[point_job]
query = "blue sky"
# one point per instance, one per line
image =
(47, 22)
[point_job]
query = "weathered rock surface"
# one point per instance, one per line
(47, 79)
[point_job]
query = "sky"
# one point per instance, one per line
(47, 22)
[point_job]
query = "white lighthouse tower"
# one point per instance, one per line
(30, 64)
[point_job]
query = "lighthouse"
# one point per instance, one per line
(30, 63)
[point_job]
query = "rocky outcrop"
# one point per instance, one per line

--

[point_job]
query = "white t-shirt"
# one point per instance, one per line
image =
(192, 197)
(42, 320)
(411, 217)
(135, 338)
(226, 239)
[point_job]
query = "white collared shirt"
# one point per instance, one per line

_Task item_: In the entries, find every line holding "shirt" and copy it.

_Answer below_:
query = "white t-shirt"
query = "white collared shirt"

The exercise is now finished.